→ RECORDS FOR THIS TASK:
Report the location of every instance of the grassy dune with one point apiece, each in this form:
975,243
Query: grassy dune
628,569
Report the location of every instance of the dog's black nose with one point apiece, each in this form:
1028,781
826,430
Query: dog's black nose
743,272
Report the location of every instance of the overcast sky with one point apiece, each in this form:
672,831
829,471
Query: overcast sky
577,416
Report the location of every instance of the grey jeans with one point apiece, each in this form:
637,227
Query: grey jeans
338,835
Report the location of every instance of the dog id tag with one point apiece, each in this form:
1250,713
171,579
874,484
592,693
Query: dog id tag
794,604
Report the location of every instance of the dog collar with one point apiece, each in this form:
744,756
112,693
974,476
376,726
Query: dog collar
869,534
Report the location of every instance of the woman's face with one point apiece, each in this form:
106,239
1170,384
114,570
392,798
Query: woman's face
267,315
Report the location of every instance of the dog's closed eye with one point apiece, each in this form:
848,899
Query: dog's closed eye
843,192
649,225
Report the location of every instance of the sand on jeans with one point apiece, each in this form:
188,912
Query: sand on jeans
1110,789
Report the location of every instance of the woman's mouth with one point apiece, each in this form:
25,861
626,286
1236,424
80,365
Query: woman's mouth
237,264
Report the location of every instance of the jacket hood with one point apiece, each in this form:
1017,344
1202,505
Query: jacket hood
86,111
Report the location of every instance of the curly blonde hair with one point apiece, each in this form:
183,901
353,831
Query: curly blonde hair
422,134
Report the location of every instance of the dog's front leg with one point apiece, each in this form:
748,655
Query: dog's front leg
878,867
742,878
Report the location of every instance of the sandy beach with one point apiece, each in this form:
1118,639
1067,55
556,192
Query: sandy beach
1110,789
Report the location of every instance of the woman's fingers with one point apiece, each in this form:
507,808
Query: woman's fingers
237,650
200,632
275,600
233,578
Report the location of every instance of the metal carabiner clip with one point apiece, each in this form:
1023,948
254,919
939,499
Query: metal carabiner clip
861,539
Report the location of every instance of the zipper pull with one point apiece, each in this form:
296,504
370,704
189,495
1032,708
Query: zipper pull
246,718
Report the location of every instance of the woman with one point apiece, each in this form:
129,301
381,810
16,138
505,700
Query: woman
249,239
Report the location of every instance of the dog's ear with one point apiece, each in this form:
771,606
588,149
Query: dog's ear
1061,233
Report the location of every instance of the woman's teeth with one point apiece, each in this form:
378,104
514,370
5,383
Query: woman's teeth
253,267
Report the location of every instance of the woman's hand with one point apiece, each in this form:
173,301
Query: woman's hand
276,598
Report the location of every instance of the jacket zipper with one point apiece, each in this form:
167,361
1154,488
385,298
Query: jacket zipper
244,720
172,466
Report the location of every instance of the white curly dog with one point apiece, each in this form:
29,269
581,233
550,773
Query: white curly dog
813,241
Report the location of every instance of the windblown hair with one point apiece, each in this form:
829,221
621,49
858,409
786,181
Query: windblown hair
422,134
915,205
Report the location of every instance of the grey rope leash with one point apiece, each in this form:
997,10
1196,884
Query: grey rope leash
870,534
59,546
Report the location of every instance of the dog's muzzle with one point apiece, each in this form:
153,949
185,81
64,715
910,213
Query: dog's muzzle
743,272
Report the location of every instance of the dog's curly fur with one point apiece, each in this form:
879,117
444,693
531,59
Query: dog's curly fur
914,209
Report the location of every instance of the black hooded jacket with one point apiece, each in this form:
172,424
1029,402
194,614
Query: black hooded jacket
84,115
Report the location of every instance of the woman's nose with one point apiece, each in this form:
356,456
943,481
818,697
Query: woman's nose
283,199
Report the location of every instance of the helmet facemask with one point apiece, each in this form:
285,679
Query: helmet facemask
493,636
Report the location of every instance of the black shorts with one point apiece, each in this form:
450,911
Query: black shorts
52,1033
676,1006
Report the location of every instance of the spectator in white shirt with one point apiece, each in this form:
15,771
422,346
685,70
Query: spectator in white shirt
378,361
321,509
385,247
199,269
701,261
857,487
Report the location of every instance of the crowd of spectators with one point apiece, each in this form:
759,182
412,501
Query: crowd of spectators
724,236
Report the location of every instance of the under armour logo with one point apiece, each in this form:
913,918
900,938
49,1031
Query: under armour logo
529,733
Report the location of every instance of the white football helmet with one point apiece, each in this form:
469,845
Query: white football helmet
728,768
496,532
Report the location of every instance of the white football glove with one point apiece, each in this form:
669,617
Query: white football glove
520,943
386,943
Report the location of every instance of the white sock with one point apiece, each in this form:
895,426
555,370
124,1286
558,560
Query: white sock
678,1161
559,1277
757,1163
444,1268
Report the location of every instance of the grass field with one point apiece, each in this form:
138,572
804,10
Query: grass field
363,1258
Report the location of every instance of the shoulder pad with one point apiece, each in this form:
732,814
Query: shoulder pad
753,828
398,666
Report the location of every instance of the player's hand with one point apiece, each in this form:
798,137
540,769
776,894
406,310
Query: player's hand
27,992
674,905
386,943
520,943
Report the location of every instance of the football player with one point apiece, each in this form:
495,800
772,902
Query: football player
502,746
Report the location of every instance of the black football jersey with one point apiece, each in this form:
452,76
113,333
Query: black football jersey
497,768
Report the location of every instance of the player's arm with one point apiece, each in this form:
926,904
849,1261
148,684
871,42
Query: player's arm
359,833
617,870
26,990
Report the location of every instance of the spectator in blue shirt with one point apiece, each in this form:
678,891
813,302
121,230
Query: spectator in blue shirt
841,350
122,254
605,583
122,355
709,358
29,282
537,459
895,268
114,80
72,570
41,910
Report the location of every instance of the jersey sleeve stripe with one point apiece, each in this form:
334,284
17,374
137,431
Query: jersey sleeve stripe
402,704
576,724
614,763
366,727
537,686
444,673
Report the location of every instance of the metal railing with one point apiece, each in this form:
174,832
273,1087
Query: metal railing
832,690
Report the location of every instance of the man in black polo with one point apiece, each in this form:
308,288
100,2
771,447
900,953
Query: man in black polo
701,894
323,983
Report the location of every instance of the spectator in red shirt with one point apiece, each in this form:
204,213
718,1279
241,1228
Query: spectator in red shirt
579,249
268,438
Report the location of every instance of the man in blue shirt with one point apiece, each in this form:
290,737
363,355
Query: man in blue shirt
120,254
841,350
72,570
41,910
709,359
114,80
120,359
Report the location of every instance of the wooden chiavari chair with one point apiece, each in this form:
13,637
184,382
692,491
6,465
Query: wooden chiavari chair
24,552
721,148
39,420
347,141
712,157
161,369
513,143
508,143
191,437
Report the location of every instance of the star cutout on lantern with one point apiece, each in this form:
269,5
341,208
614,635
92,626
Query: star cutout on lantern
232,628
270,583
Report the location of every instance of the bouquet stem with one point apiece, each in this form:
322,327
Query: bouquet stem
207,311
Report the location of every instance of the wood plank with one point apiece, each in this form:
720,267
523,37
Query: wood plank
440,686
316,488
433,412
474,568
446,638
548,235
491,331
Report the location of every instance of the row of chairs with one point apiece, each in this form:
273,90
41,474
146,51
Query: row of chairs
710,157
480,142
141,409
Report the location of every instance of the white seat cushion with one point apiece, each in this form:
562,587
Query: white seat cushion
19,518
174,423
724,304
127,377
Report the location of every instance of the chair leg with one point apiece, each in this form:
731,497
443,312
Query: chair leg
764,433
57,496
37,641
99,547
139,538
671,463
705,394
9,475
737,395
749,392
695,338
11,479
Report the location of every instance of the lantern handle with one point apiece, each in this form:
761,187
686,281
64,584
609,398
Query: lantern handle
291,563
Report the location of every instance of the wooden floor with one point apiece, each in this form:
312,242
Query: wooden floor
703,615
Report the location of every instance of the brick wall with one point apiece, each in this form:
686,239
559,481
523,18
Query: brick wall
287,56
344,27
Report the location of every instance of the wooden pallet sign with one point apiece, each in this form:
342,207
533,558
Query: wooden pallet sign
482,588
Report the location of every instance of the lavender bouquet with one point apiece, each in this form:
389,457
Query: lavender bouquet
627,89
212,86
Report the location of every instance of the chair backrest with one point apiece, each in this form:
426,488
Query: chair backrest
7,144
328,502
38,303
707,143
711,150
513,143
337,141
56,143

→ WHAT TO DO:
From the records above, print exactly the lines that run from the line with "Query: white curly dog" to the line with "Report the location of every instance of the dog's curly", inclusive.

→ RESULT FOR THIS TASK:
Query: white curly dog
813,241
Report the location of every instance of the windblown hair with one point apiece, each in this form:
829,221
621,49
858,409
786,181
Query: windblown hair
422,134
915,205
Report the location of every instance of the grey rope leash with one point apiece, each in this form:
997,10
1196,884
Query: grey rope leash
870,534
59,546
Report the location of every instance of the dog's muzzle with one point apiece, each in this form:
153,949
185,81
64,715
910,213
Query: dog's muzzle
743,272
Report the location of every instance of the dog's curly fur with one point apiece, each in this form:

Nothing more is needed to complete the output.